PROBLEM REQUIREMENTS.
Transcribe exactly the line in which "Note: for every instance of the railroad" occurs, plus every line that comes after it up to the end of the entries.

[DATA SUPPLIED]

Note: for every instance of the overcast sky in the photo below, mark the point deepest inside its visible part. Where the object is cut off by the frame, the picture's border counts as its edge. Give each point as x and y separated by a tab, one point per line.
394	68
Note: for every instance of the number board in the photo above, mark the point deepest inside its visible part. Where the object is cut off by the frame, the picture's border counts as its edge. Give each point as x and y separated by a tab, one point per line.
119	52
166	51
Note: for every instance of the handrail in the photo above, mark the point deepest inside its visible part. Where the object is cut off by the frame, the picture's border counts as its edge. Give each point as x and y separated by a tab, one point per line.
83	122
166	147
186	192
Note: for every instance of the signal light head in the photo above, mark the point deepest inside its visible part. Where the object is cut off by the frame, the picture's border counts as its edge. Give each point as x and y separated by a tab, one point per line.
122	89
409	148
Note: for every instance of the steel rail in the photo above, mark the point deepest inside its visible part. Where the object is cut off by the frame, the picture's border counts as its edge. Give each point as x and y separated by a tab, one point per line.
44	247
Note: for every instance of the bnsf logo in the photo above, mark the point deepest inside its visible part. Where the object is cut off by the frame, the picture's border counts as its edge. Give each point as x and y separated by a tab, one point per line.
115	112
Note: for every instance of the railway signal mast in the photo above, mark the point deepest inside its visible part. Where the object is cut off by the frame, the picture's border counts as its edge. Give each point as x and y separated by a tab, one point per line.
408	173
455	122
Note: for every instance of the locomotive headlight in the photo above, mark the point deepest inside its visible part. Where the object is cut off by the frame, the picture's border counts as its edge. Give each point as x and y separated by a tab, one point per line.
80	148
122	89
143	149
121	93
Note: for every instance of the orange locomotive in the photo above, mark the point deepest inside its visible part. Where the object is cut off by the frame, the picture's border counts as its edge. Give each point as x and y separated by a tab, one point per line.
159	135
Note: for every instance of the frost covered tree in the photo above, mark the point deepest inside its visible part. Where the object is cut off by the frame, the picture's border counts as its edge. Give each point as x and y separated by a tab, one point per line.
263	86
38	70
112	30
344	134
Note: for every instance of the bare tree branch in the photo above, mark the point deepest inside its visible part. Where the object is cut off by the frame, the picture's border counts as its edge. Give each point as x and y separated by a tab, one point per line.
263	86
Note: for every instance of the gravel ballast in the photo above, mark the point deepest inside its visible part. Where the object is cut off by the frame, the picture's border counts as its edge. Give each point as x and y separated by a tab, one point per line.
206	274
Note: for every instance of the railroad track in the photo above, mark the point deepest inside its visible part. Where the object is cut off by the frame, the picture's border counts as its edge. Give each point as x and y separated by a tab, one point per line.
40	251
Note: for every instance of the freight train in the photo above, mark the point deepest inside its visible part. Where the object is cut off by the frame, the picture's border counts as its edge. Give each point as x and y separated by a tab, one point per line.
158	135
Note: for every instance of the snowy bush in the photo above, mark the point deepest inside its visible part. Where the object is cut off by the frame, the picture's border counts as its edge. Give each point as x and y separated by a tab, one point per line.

[/DATA SUPPLIED]

COMPLETED EXERCISE.
Note: for every instance of the railroad track in the photo above, mark the point deepest inside its visible part. Where the object is cut off by the frame, the picture's border counts as its edge. Give each point as x and y separated by a tab, one point per line.
40	251
Note: for every instance of the freight train in the photo above, mark the point deepest inside its visible part. Where the object is cut off by the frame, the picture's border counts as its edge. Give each point as x and y separated by a tab, one point per line.
158	135
Note: for every instance of the snowy bush in the photo above, mark the point deepest inside its visible part. Where the object is cut off by the frame, the picture's border counts as its edge. Give each point as x and y separated by a tab, one point per line.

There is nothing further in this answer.